● Task material:
┌────────

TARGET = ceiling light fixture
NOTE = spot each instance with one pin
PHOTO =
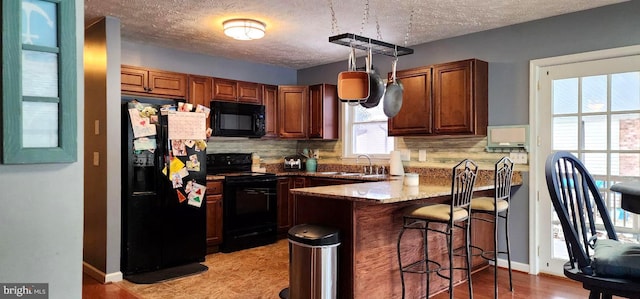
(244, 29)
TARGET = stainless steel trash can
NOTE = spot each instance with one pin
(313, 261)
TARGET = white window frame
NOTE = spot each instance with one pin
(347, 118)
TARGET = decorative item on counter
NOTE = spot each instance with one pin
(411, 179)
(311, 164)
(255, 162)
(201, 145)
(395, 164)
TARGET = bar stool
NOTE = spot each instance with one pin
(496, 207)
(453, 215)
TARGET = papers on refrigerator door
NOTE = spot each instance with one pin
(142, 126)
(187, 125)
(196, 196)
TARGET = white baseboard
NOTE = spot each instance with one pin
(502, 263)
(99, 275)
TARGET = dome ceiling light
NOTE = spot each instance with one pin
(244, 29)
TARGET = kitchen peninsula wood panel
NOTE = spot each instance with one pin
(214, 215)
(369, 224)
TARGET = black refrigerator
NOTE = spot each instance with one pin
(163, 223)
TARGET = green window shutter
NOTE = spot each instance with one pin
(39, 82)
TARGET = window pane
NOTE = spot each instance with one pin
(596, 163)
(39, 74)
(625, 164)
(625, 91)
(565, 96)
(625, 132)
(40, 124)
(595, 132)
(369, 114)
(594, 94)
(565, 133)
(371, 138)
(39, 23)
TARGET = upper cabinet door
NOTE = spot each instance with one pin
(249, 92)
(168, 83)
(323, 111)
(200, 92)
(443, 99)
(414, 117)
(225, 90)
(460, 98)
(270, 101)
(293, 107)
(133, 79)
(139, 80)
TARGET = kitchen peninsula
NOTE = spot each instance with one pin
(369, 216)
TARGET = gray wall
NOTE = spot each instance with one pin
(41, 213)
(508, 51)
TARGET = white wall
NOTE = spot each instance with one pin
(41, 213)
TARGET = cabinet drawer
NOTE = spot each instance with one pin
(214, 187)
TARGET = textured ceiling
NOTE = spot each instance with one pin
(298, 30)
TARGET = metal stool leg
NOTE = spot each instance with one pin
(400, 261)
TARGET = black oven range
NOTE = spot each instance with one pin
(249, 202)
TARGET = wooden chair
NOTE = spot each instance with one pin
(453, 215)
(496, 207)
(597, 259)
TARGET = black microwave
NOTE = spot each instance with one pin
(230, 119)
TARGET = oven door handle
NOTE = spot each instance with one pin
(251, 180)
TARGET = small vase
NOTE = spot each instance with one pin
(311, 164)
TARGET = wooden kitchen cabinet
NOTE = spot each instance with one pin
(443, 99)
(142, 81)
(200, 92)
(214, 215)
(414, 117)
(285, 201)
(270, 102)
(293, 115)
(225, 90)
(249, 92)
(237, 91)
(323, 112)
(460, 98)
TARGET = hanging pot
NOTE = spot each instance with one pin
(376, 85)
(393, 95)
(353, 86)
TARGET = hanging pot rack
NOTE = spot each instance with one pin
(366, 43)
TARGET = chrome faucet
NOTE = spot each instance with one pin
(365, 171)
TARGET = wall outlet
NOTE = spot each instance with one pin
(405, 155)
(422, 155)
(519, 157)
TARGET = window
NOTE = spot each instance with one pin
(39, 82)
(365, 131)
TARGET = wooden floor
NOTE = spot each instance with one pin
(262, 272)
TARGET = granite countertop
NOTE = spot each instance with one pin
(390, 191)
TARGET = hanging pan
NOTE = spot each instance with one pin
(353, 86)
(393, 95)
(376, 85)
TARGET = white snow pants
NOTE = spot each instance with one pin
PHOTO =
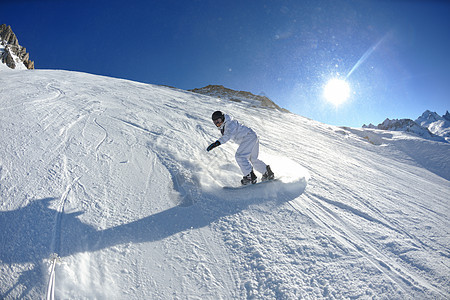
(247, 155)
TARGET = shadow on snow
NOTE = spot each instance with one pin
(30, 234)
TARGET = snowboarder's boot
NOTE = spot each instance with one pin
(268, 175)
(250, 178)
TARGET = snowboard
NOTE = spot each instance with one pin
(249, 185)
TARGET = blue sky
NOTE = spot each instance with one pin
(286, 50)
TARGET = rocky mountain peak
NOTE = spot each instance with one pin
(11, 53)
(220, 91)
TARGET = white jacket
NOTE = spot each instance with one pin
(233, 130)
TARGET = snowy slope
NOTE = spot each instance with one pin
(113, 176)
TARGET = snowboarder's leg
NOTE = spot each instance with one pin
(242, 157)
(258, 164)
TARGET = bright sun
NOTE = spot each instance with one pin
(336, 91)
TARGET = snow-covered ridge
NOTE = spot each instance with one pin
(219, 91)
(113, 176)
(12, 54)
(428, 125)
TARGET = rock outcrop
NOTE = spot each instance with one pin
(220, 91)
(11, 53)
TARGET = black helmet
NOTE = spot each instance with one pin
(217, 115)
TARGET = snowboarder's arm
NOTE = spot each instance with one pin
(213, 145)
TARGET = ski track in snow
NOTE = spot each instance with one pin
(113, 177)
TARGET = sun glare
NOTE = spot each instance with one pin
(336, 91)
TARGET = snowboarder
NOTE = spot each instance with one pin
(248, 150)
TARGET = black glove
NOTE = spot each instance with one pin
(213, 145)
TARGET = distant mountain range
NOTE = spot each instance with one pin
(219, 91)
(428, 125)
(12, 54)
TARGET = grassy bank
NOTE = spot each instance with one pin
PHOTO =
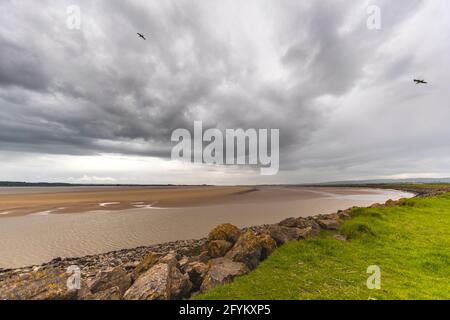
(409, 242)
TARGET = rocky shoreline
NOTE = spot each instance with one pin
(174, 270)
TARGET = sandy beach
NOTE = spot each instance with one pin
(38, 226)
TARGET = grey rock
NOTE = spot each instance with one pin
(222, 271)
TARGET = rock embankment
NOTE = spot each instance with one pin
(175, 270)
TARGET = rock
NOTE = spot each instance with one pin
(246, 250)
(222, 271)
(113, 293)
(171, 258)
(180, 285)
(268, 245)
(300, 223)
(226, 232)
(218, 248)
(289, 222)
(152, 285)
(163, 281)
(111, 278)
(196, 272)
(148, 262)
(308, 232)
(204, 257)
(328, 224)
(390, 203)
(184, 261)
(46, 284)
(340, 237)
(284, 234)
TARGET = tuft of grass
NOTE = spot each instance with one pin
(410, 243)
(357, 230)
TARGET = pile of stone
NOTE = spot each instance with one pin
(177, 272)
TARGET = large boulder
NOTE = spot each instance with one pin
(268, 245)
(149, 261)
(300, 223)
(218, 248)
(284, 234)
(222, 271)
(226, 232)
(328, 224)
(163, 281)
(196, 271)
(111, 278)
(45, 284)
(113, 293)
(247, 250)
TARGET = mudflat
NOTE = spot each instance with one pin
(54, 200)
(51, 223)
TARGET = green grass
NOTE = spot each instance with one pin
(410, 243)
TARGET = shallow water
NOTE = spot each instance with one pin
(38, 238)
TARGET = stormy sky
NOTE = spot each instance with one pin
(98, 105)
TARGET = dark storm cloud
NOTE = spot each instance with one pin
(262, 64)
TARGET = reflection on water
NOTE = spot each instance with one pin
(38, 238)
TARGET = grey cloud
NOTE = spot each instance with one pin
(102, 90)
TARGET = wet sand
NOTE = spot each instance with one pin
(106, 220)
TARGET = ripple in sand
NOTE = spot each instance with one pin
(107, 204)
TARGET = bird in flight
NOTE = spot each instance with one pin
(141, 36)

└────────
┌────────

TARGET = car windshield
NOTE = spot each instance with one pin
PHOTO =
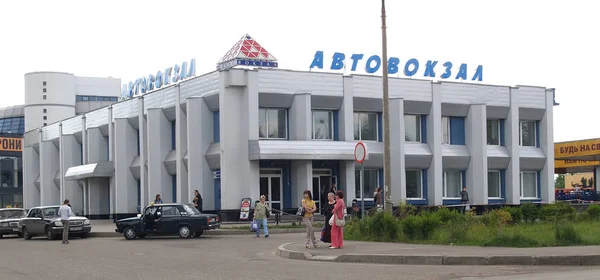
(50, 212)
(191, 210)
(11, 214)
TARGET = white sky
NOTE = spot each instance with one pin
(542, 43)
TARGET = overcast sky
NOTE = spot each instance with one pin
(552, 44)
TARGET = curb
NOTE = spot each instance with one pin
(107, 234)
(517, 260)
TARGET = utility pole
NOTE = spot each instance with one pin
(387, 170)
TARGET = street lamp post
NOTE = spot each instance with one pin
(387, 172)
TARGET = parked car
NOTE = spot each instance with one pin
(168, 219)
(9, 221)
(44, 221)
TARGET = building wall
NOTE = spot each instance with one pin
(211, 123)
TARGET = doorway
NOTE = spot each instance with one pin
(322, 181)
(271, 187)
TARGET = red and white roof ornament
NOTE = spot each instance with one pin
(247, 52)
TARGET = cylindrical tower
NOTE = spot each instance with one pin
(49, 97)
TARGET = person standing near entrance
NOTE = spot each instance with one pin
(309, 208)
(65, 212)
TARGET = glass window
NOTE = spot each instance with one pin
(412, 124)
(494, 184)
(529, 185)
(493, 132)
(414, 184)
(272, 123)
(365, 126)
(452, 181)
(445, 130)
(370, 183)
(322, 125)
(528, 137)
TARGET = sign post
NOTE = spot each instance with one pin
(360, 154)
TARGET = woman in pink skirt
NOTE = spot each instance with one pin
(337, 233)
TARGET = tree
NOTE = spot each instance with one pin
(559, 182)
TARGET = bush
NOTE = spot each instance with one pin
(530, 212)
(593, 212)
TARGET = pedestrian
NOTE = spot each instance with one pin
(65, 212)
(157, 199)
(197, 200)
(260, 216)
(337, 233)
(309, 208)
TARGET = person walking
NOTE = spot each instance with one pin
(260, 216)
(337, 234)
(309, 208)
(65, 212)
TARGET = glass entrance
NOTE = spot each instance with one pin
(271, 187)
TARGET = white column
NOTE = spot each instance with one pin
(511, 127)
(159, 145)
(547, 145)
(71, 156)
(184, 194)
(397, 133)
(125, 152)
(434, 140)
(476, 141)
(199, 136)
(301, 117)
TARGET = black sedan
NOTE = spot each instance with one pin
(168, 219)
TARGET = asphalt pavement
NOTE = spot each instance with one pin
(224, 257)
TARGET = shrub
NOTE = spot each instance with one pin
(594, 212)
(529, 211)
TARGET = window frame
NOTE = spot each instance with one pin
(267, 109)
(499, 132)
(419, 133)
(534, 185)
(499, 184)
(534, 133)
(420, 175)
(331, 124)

└────────
┌────────

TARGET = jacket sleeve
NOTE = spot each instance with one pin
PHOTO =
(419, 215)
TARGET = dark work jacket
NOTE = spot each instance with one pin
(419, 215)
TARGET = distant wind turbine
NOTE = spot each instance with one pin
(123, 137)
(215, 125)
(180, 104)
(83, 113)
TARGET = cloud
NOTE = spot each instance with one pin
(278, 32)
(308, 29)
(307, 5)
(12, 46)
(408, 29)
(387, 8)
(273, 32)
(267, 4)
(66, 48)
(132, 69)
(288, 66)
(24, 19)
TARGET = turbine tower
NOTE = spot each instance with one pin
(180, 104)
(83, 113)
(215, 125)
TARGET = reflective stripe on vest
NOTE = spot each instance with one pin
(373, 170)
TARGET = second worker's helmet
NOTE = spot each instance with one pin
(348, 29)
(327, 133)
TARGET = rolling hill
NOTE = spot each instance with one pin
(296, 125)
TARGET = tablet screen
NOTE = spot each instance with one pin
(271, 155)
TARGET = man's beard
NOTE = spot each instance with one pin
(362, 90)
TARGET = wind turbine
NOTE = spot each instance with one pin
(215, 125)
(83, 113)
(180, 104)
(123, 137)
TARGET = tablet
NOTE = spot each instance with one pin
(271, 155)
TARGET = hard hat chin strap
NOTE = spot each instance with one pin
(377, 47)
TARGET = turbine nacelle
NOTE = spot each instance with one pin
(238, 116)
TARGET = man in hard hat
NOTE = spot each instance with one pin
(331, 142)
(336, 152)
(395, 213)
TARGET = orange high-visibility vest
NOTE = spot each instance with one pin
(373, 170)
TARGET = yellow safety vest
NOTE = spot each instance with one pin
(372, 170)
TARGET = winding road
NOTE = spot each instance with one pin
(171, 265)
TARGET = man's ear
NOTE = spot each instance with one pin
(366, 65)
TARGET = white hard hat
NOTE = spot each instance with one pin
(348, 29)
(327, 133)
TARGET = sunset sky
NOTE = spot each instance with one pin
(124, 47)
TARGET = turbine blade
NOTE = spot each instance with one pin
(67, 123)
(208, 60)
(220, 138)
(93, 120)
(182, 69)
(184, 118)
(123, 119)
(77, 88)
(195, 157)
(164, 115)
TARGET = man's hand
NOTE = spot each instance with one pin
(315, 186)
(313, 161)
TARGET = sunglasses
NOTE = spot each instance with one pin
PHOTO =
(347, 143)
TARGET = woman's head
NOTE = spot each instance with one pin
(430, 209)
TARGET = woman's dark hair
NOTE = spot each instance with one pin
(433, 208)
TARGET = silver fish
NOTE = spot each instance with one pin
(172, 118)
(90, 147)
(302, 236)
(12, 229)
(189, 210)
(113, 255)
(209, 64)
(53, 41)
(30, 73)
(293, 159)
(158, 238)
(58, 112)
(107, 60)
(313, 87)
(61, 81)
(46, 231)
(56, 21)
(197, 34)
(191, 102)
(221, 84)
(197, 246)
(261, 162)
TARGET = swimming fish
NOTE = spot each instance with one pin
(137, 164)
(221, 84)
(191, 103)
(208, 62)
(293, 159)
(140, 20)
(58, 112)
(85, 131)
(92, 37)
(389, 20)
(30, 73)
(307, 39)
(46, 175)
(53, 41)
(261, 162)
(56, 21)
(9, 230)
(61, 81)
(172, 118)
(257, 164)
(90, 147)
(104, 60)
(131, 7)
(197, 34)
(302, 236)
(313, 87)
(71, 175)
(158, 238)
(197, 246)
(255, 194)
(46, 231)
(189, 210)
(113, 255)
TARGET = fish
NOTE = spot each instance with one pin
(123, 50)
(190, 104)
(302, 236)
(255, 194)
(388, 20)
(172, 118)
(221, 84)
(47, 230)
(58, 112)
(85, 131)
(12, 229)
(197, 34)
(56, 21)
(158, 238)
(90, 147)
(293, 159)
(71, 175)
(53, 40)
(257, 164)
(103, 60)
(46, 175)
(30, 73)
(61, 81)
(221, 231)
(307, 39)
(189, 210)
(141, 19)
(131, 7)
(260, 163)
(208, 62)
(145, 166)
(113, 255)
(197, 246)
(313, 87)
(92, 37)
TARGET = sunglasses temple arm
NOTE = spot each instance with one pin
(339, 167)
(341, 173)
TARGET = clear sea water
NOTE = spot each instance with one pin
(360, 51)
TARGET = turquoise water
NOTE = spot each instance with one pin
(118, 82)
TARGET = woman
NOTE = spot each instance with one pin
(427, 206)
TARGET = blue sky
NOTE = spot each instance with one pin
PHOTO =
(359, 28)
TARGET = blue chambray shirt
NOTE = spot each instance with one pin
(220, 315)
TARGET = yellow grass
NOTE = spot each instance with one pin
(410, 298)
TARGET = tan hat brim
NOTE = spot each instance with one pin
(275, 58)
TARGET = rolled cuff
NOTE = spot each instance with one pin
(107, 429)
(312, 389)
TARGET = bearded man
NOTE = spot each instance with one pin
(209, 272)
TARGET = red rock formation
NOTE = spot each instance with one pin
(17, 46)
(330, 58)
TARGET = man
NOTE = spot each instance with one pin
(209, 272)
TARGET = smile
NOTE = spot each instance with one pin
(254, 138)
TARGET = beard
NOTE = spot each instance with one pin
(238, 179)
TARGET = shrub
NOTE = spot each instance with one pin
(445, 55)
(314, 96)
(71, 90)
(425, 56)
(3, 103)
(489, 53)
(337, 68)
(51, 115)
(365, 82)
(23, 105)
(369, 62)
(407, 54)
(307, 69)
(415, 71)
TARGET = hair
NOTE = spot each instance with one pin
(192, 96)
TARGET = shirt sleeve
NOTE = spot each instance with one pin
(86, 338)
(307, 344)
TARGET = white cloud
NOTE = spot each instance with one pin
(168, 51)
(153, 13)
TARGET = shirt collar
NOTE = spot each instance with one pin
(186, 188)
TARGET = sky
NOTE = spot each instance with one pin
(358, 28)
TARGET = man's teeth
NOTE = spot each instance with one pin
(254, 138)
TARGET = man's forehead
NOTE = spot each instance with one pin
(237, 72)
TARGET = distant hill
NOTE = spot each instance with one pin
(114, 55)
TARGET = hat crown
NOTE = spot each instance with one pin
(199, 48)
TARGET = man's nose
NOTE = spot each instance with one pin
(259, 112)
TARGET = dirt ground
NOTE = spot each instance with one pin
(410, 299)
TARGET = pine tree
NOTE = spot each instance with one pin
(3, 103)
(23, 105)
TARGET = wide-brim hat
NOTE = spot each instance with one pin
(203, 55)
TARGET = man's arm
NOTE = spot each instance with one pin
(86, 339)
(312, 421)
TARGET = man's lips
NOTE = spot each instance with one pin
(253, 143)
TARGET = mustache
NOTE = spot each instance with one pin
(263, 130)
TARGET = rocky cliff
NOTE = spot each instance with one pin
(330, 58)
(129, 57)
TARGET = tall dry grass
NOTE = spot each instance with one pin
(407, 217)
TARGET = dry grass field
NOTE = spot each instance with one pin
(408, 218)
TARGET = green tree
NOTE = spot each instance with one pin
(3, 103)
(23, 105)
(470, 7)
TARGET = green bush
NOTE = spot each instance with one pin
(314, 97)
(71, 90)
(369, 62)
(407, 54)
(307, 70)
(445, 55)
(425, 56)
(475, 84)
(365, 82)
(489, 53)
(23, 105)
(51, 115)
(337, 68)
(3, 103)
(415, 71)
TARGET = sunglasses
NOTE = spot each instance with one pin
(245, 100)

└────────

● Task objective: Search the material for the string "kitchen" and return each line that has it.

● Response to this exercise:
TARGET = kitchen peninsula wood panel
TARGET = kitchen peninsula
TARGET = wooden kitchen cabinet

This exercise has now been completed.